Rewrite the listing with "green tree" swapped for "leafy tree" and leave everything else untouched.

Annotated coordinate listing
● ● ● ● ● ● ●
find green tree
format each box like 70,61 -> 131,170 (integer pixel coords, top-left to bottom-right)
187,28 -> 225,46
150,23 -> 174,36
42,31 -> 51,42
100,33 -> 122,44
● ● ● ● ● ● ●
**The completed task:**
find leafy tree
format each box like 70,61 -> 131,170 (integer pixel coords, top-left to bottom-right)
187,28 -> 225,46
150,23 -> 174,36
42,31 -> 51,42
100,33 -> 122,44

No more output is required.